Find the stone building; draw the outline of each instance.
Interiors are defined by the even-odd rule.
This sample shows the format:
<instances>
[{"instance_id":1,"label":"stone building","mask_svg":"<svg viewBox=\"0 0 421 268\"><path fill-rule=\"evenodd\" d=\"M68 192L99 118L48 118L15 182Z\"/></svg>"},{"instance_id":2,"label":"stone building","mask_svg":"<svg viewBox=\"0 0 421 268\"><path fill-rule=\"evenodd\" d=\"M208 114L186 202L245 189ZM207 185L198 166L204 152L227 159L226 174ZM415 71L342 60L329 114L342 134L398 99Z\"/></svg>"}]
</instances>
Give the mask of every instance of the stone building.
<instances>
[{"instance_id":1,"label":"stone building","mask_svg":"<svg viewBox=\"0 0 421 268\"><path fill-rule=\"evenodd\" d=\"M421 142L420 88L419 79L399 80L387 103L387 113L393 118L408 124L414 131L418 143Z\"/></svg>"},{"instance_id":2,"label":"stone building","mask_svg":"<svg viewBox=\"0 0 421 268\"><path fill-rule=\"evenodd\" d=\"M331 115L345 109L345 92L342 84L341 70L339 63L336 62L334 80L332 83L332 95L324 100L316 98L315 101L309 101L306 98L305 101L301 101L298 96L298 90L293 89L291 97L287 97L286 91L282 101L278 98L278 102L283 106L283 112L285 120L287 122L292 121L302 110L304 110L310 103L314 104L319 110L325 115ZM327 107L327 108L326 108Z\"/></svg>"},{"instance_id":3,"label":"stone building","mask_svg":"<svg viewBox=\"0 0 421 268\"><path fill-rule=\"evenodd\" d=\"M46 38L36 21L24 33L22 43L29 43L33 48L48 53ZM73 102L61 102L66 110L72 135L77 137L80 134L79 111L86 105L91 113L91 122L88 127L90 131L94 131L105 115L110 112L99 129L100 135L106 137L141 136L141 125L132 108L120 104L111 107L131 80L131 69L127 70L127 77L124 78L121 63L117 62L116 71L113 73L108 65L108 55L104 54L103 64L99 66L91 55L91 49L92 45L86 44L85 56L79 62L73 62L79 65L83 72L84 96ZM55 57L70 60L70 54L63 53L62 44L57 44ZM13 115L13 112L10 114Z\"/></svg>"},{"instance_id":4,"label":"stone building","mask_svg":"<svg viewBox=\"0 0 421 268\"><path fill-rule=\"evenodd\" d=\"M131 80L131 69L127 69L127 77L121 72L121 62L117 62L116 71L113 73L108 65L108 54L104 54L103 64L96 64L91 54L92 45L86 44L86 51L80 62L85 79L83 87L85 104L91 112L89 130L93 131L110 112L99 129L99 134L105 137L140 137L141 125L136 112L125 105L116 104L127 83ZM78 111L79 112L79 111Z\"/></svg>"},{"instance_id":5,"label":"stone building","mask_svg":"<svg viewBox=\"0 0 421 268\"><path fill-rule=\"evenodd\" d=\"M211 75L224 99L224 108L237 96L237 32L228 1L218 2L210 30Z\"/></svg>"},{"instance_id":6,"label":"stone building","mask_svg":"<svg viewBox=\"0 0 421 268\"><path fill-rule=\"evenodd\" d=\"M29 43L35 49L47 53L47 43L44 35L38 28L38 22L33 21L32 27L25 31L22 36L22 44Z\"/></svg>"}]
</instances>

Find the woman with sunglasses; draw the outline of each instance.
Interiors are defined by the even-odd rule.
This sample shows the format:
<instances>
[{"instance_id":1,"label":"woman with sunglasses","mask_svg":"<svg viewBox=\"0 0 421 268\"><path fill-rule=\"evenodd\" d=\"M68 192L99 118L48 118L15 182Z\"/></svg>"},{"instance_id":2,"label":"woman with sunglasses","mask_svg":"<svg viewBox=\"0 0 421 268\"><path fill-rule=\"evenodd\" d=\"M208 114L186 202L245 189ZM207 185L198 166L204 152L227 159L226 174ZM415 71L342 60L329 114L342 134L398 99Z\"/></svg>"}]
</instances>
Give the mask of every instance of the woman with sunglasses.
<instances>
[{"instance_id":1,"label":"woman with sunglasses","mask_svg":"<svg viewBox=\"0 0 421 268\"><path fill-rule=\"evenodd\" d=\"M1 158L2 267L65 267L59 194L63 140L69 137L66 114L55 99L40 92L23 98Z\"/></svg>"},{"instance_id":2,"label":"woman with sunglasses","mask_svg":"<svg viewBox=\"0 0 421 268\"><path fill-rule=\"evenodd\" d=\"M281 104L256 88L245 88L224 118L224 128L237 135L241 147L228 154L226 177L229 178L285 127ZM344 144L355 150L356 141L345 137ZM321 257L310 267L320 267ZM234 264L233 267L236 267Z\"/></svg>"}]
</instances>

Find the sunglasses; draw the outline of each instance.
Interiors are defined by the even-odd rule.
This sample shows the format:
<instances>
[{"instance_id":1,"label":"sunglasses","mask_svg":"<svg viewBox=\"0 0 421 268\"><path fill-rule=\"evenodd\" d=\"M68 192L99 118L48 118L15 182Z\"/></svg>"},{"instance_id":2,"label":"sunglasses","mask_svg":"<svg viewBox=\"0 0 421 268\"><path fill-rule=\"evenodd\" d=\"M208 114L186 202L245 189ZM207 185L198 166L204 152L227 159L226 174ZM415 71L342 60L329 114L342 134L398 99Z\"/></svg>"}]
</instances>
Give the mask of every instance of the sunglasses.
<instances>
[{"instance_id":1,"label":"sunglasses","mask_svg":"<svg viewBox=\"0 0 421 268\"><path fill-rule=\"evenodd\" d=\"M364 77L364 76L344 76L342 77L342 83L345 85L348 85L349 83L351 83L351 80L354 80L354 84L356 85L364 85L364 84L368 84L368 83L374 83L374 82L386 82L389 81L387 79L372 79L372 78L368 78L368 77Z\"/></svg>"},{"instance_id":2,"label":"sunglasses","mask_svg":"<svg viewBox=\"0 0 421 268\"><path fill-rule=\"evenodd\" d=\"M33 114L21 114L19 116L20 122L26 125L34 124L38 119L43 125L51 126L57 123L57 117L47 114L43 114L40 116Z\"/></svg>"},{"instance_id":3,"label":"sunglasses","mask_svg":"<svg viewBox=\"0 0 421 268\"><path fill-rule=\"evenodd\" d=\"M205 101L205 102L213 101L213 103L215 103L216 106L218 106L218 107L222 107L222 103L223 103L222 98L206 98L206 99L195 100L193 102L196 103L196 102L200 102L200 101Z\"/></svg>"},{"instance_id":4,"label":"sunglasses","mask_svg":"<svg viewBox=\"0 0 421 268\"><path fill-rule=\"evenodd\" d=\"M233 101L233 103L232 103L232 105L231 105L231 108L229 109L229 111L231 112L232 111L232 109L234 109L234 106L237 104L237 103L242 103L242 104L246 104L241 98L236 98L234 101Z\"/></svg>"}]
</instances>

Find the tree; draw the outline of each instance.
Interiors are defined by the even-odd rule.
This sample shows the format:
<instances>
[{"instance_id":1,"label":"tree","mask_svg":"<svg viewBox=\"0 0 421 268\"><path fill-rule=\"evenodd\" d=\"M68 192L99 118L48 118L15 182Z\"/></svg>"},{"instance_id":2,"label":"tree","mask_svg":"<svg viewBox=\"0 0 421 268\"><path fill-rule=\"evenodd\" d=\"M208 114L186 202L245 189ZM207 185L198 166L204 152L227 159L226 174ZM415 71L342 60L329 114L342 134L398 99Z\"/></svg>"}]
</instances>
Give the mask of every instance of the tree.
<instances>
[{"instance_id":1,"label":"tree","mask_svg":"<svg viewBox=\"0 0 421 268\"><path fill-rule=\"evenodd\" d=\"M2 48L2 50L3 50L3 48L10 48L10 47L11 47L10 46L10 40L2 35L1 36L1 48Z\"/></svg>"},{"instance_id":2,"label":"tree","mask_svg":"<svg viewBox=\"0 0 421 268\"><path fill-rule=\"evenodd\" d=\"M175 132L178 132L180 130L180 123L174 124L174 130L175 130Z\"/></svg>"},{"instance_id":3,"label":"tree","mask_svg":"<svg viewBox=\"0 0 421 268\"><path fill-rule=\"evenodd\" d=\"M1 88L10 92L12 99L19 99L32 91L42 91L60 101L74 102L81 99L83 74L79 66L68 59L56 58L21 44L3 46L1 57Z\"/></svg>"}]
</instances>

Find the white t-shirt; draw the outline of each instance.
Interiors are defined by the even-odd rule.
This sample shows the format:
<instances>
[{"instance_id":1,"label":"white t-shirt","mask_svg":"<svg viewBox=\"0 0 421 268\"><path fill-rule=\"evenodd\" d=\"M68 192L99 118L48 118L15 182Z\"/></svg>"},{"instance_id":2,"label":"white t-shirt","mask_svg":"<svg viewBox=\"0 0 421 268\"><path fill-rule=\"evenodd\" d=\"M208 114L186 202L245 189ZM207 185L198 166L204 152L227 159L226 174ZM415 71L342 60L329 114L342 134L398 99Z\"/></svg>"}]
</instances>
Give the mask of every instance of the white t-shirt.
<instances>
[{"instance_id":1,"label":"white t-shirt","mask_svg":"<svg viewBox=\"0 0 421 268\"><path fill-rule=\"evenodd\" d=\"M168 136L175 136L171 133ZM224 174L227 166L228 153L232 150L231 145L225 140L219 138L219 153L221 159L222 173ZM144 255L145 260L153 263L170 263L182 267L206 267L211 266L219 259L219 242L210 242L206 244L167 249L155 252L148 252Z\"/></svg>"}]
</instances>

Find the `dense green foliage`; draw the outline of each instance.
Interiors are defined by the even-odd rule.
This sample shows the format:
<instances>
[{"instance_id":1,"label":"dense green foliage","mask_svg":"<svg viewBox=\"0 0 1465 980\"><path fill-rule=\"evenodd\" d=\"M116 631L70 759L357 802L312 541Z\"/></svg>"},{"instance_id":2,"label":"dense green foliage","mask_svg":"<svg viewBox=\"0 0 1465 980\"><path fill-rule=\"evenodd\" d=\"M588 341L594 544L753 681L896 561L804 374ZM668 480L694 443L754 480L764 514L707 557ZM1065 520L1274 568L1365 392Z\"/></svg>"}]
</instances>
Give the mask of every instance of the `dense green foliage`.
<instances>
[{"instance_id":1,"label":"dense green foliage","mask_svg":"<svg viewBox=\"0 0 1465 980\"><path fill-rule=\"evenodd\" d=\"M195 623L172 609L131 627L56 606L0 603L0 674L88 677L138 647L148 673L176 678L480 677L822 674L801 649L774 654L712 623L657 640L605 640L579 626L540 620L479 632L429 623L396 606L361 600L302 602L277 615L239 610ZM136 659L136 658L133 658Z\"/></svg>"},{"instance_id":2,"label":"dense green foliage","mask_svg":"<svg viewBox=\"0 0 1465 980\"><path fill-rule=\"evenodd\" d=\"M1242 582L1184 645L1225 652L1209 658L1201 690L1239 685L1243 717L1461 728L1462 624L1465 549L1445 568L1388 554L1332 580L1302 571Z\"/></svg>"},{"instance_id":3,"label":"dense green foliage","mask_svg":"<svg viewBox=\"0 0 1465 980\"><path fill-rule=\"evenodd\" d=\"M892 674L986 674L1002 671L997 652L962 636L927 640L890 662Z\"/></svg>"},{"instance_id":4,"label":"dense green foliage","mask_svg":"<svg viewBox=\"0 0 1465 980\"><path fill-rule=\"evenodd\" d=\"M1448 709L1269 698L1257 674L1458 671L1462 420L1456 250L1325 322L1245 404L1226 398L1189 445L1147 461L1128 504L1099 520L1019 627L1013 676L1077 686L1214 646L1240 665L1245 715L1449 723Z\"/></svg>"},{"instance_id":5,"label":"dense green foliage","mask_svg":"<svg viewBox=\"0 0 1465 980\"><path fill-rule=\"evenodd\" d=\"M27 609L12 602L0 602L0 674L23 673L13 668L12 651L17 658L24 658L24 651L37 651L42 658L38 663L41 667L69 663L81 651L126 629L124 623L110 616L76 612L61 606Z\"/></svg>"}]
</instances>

## Task brief
The answer must consist of every line from the entries that holds the string "outline".

## Answer
Find the stone building; draw the outline of each instance.
Find the woman with sunglasses; draw the outline of each instance.
Find the sunglasses; draw the outline of each instance.
Find the tree; draw the outline of each instance.
Find the white t-shirt; draw the outline of each instance.
Find the `dense green foliage`; draw the outline of each instance.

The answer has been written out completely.